## [DATA FOR THIS EXERCISE]
________________

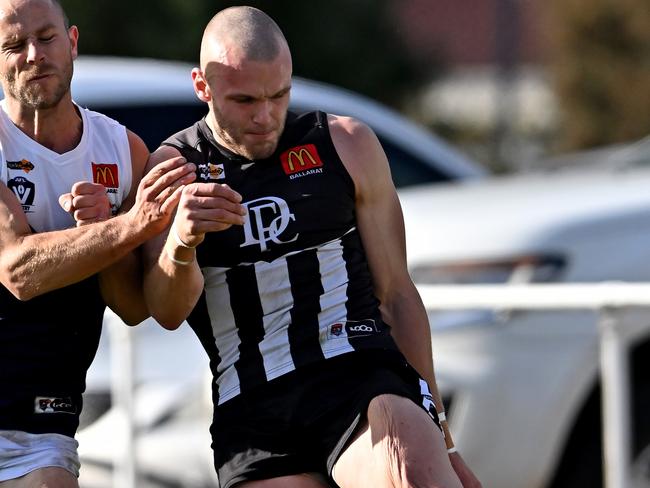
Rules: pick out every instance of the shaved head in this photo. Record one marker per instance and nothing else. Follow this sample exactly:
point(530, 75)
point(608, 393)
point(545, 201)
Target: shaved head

________________

## [EXERCISE DETAILS]
Check each line of the material for the word "head". Copy the ones that have it.

## [ANSWER SECTION]
Rules: pick out every instance of the shaved head in this photo. Record one marker per instance and nothing else. Follow this sample exactly:
Target: shaved head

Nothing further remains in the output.